TEXT SHOWN
******************************

The Intercept is reporting that the Biden administration is considering appointing Renata Hesse as Assistant Attorney General for Antitrust. The potential appointment has raised eyebrows in the press since Hesse in private practice worked on antitrust cases on behalf of both Google and Amazon. Google is already under antitrust investigation and if Hesse were to become AAG she’d at the very least have to recuse herself. Is it even appropriate to appoint someone that deeply conflicted? Were there no other antitrust attorneys in Washington DC to take the job?
But it’s even worse than it first appears.

******************************

BRIEF 1
Answer these questions from the text about Renata Hesse:
(a) Which outlet is reporting on the possible appointment?
(b) On behalf of which two companies did Hesse work on antitrust cases in private practice?
(c) Which company is already under antitrust investigation?
BRIEF 2
Please write out everything in the text about Renata Hesse from "The Intercept is" down to "take the job?".
The entries after the text about Renata Hesse come from a different source.

******************************

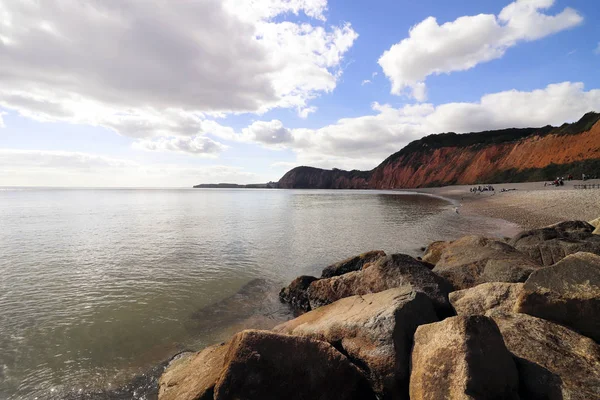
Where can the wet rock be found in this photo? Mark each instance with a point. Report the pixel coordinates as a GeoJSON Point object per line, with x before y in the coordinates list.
{"type": "Point", "coordinates": [472, 260]}
{"type": "Point", "coordinates": [352, 264]}
{"type": "Point", "coordinates": [554, 362]}
{"type": "Point", "coordinates": [389, 272]}
{"type": "Point", "coordinates": [434, 252]}
{"type": "Point", "coordinates": [567, 292]}
{"type": "Point", "coordinates": [194, 375]}
{"type": "Point", "coordinates": [266, 365]}
{"type": "Point", "coordinates": [462, 358]}
{"type": "Point", "coordinates": [296, 293]}
{"type": "Point", "coordinates": [481, 299]}
{"type": "Point", "coordinates": [375, 331]}
{"type": "Point", "coordinates": [551, 244]}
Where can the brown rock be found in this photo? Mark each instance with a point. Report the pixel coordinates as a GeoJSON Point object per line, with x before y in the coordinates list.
{"type": "Point", "coordinates": [462, 358]}
{"type": "Point", "coordinates": [375, 331]}
{"type": "Point", "coordinates": [296, 293]}
{"type": "Point", "coordinates": [567, 292]}
{"type": "Point", "coordinates": [352, 264]}
{"type": "Point", "coordinates": [264, 365]}
{"type": "Point", "coordinates": [434, 252]}
{"type": "Point", "coordinates": [481, 299]}
{"type": "Point", "coordinates": [389, 272]}
{"type": "Point", "coordinates": [551, 244]}
{"type": "Point", "coordinates": [194, 375]}
{"type": "Point", "coordinates": [554, 362]}
{"type": "Point", "coordinates": [472, 260]}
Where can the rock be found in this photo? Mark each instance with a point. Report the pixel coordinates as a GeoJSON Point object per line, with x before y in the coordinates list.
{"type": "Point", "coordinates": [481, 299]}
{"type": "Point", "coordinates": [462, 358]}
{"type": "Point", "coordinates": [265, 365]}
{"type": "Point", "coordinates": [193, 375]}
{"type": "Point", "coordinates": [472, 260]}
{"type": "Point", "coordinates": [296, 293]}
{"type": "Point", "coordinates": [551, 244]}
{"type": "Point", "coordinates": [434, 252]}
{"type": "Point", "coordinates": [567, 292]}
{"type": "Point", "coordinates": [553, 361]}
{"type": "Point", "coordinates": [389, 272]}
{"type": "Point", "coordinates": [352, 264]}
{"type": "Point", "coordinates": [375, 331]}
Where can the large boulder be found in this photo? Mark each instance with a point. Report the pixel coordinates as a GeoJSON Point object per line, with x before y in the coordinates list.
{"type": "Point", "coordinates": [374, 331]}
{"type": "Point", "coordinates": [567, 292]}
{"type": "Point", "coordinates": [551, 244]}
{"type": "Point", "coordinates": [193, 376]}
{"type": "Point", "coordinates": [462, 358]}
{"type": "Point", "coordinates": [554, 362]}
{"type": "Point", "coordinates": [352, 264]}
{"type": "Point", "coordinates": [472, 260]}
{"type": "Point", "coordinates": [295, 294]}
{"type": "Point", "coordinates": [265, 365]}
{"type": "Point", "coordinates": [485, 298]}
{"type": "Point", "coordinates": [389, 272]}
{"type": "Point", "coordinates": [434, 251]}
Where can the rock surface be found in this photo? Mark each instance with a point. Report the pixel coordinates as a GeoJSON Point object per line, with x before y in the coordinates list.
{"type": "Point", "coordinates": [374, 331]}
{"type": "Point", "coordinates": [485, 298]}
{"type": "Point", "coordinates": [508, 155]}
{"type": "Point", "coordinates": [265, 365]}
{"type": "Point", "coordinates": [389, 272]}
{"type": "Point", "coordinates": [567, 292]}
{"type": "Point", "coordinates": [554, 362]}
{"type": "Point", "coordinates": [472, 260]}
{"type": "Point", "coordinates": [434, 251]}
{"type": "Point", "coordinates": [462, 358]}
{"type": "Point", "coordinates": [295, 294]}
{"type": "Point", "coordinates": [352, 264]}
{"type": "Point", "coordinates": [551, 244]}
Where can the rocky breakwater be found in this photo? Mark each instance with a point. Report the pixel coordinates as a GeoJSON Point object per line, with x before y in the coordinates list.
{"type": "Point", "coordinates": [482, 319]}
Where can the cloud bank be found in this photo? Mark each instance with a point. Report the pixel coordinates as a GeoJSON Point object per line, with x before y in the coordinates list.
{"type": "Point", "coordinates": [467, 41]}
{"type": "Point", "coordinates": [160, 69]}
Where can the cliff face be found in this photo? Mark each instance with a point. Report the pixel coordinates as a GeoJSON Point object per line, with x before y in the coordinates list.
{"type": "Point", "coordinates": [510, 155]}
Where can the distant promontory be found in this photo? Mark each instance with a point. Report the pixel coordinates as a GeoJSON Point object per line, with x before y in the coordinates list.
{"type": "Point", "coordinates": [507, 155]}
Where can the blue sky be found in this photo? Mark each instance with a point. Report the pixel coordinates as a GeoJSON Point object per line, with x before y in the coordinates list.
{"type": "Point", "coordinates": [173, 93]}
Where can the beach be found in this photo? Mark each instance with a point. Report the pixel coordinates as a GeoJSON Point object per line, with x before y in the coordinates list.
{"type": "Point", "coordinates": [531, 205]}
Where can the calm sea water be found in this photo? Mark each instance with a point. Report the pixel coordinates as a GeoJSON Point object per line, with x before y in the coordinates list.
{"type": "Point", "coordinates": [99, 285]}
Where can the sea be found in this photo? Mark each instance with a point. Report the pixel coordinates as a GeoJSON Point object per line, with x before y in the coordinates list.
{"type": "Point", "coordinates": [97, 286]}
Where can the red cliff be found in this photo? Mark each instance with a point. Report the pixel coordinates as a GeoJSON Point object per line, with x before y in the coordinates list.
{"type": "Point", "coordinates": [510, 155]}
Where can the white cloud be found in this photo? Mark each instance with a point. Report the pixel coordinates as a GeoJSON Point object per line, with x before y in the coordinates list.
{"type": "Point", "coordinates": [271, 134]}
{"type": "Point", "coordinates": [363, 142]}
{"type": "Point", "coordinates": [467, 41]}
{"type": "Point", "coordinates": [41, 168]}
{"type": "Point", "coordinates": [197, 145]}
{"type": "Point", "coordinates": [303, 113]}
{"type": "Point", "coordinates": [160, 70]}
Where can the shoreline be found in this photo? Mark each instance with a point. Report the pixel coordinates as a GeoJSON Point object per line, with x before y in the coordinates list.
{"type": "Point", "coordinates": [531, 205]}
{"type": "Point", "coordinates": [527, 207]}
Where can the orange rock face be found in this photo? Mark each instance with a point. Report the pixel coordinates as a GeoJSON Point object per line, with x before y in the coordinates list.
{"type": "Point", "coordinates": [481, 162]}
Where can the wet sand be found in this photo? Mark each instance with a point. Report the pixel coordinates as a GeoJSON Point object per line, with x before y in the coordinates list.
{"type": "Point", "coordinates": [531, 205]}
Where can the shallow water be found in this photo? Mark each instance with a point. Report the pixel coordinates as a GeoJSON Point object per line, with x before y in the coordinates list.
{"type": "Point", "coordinates": [99, 285]}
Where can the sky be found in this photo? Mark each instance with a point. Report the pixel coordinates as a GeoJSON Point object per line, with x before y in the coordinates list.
{"type": "Point", "coordinates": [172, 93]}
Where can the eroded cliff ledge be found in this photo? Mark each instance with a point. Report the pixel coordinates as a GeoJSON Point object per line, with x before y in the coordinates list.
{"type": "Point", "coordinates": [508, 155]}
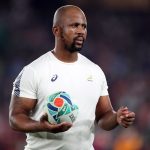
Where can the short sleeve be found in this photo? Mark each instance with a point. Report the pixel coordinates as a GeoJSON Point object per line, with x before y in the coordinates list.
{"type": "Point", "coordinates": [25, 85]}
{"type": "Point", "coordinates": [104, 87]}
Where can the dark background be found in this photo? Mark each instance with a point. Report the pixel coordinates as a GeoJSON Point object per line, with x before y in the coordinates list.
{"type": "Point", "coordinates": [118, 41]}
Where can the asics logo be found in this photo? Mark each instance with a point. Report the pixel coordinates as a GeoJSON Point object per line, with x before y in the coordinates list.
{"type": "Point", "coordinates": [54, 77]}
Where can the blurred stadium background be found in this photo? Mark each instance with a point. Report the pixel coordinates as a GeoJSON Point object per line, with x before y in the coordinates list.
{"type": "Point", "coordinates": [118, 40]}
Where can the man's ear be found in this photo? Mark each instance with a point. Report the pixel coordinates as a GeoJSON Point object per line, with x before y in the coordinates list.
{"type": "Point", "coordinates": [56, 31]}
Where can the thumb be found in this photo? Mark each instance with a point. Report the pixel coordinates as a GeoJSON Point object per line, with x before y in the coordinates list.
{"type": "Point", "coordinates": [44, 117]}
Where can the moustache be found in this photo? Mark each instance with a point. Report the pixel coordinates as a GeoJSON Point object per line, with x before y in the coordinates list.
{"type": "Point", "coordinates": [79, 38]}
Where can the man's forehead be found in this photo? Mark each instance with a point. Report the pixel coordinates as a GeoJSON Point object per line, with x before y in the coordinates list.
{"type": "Point", "coordinates": [73, 15]}
{"type": "Point", "coordinates": [69, 14]}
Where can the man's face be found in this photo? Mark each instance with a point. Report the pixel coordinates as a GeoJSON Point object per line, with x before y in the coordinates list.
{"type": "Point", "coordinates": [74, 31]}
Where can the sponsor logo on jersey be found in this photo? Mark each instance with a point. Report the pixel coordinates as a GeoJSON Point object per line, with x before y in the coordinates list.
{"type": "Point", "coordinates": [90, 78]}
{"type": "Point", "coordinates": [54, 77]}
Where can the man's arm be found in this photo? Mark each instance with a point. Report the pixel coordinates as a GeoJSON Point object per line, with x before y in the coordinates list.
{"type": "Point", "coordinates": [19, 117]}
{"type": "Point", "coordinates": [108, 119]}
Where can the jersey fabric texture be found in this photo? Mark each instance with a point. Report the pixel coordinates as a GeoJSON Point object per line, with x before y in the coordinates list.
{"type": "Point", "coordinates": [83, 80]}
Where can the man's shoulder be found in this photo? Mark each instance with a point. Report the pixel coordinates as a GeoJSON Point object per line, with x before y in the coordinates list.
{"type": "Point", "coordinates": [40, 61]}
{"type": "Point", "coordinates": [86, 61]}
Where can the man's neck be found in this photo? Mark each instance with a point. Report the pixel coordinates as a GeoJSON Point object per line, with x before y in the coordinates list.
{"type": "Point", "coordinates": [65, 56]}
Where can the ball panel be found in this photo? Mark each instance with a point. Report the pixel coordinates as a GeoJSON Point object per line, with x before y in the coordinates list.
{"type": "Point", "coordinates": [60, 108]}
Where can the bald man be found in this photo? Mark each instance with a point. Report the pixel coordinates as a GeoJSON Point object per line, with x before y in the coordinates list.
{"type": "Point", "coordinates": [75, 74]}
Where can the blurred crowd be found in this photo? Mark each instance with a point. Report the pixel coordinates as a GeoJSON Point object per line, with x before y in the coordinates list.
{"type": "Point", "coordinates": [118, 41]}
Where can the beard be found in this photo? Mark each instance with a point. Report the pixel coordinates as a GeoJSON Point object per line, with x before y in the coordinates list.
{"type": "Point", "coordinates": [73, 47]}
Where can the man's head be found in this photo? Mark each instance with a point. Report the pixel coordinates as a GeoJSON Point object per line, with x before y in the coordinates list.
{"type": "Point", "coordinates": [70, 27]}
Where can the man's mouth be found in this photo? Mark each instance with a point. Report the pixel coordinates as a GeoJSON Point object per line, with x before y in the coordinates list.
{"type": "Point", "coordinates": [79, 40]}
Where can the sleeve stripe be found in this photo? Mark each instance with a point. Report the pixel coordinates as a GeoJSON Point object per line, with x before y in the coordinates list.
{"type": "Point", "coordinates": [17, 85]}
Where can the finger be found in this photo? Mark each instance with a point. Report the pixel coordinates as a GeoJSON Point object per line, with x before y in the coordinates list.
{"type": "Point", "coordinates": [131, 115]}
{"type": "Point", "coordinates": [44, 117]}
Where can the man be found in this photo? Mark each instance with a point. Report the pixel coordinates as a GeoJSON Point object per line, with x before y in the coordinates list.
{"type": "Point", "coordinates": [74, 74]}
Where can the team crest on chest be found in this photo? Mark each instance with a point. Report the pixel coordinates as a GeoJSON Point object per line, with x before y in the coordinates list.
{"type": "Point", "coordinates": [54, 77]}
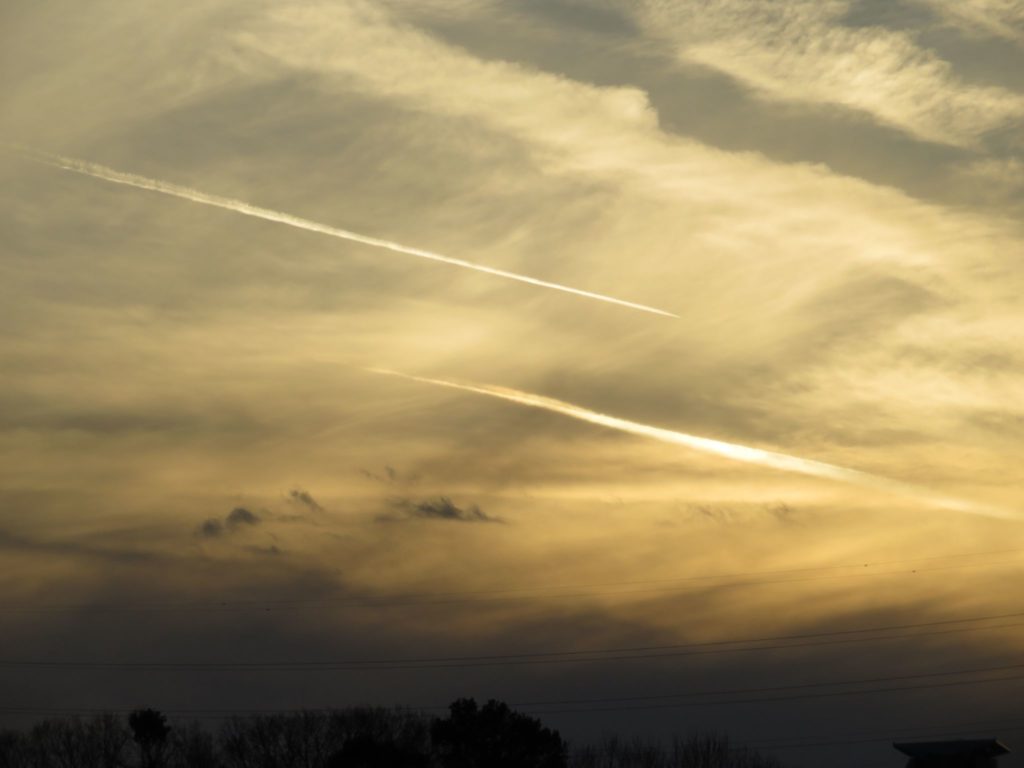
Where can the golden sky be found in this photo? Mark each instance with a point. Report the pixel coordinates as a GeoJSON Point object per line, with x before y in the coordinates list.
{"type": "Point", "coordinates": [202, 462]}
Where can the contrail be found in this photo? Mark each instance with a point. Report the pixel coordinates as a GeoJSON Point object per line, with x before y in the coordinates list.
{"type": "Point", "coordinates": [142, 182]}
{"type": "Point", "coordinates": [732, 451]}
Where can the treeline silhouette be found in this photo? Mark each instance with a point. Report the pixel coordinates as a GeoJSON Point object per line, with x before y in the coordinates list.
{"type": "Point", "coordinates": [492, 735]}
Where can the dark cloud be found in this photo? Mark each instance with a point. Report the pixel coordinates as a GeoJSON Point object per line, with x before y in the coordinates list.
{"type": "Point", "coordinates": [304, 498]}
{"type": "Point", "coordinates": [240, 516]}
{"type": "Point", "coordinates": [210, 528]}
{"type": "Point", "coordinates": [441, 508]}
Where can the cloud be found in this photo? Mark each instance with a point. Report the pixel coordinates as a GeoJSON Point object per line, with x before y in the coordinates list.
{"type": "Point", "coordinates": [239, 517]}
{"type": "Point", "coordinates": [802, 51]}
{"type": "Point", "coordinates": [1000, 18]}
{"type": "Point", "coordinates": [210, 528]}
{"type": "Point", "coordinates": [305, 499]}
{"type": "Point", "coordinates": [440, 508]}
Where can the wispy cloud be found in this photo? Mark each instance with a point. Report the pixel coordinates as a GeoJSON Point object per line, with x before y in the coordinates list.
{"type": "Point", "coordinates": [305, 499]}
{"type": "Point", "coordinates": [803, 51]}
{"type": "Point", "coordinates": [730, 451]}
{"type": "Point", "coordinates": [164, 187]}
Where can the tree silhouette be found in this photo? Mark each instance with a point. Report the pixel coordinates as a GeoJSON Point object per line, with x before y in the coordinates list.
{"type": "Point", "coordinates": [496, 736]}
{"type": "Point", "coordinates": [150, 730]}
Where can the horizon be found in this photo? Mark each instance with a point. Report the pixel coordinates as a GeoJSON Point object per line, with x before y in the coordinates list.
{"type": "Point", "coordinates": [651, 367]}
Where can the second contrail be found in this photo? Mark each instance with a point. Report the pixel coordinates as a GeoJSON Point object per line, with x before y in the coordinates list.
{"type": "Point", "coordinates": [731, 451]}
{"type": "Point", "coordinates": [165, 187]}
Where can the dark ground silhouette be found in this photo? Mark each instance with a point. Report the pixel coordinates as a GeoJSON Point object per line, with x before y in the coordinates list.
{"type": "Point", "coordinates": [491, 735]}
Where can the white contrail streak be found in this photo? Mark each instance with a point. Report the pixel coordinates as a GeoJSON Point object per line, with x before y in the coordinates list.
{"type": "Point", "coordinates": [142, 182]}
{"type": "Point", "coordinates": [745, 454]}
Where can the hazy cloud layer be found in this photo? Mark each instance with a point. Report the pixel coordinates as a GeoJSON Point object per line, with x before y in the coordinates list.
{"type": "Point", "coordinates": [826, 194]}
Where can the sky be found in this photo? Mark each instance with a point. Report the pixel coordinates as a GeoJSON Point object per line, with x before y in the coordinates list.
{"type": "Point", "coordinates": [393, 351]}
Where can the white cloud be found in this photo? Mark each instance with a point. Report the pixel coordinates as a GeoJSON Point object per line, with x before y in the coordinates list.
{"type": "Point", "coordinates": [801, 51]}
{"type": "Point", "coordinates": [1003, 18]}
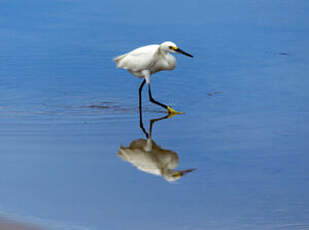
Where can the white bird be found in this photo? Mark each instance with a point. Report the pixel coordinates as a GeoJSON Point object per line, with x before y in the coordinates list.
{"type": "Point", "coordinates": [147, 60]}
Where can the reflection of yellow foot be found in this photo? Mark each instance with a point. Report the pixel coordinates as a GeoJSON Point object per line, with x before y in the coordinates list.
{"type": "Point", "coordinates": [173, 111]}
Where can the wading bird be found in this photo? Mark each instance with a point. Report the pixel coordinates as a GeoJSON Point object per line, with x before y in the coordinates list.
{"type": "Point", "coordinates": [147, 60]}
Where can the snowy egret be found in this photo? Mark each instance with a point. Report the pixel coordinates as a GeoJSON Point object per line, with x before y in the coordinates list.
{"type": "Point", "coordinates": [147, 60]}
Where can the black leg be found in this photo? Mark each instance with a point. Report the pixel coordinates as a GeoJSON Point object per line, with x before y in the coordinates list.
{"type": "Point", "coordinates": [140, 94]}
{"type": "Point", "coordinates": [140, 108]}
{"type": "Point", "coordinates": [153, 100]}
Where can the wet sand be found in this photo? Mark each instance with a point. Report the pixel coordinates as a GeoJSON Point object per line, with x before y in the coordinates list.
{"type": "Point", "coordinates": [8, 224]}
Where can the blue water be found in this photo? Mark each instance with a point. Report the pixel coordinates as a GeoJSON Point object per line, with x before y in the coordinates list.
{"type": "Point", "coordinates": [65, 110]}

******************************

FULL SOLUTION 1
(a) The Intercept
(b) Google and Amazon
(c) Google

FULL SOLUTION 2
The Intercept is reporting that the Biden administration is considering appointing Renata Hesse as Assistant Attorney General for Antitrust. The potential appointment has raised eyebrows in the press since Hesse in private practice worked on antitrust cases on behalf of both Google and Amazon. Google is already under antitrust investigation and if Hesse were to become AAG she’d at the very least have to recuse herself. Is it even appropriate to appoint someone that deeply conflicted? Were there no other antitrust attorneys in Washington DC to take the job?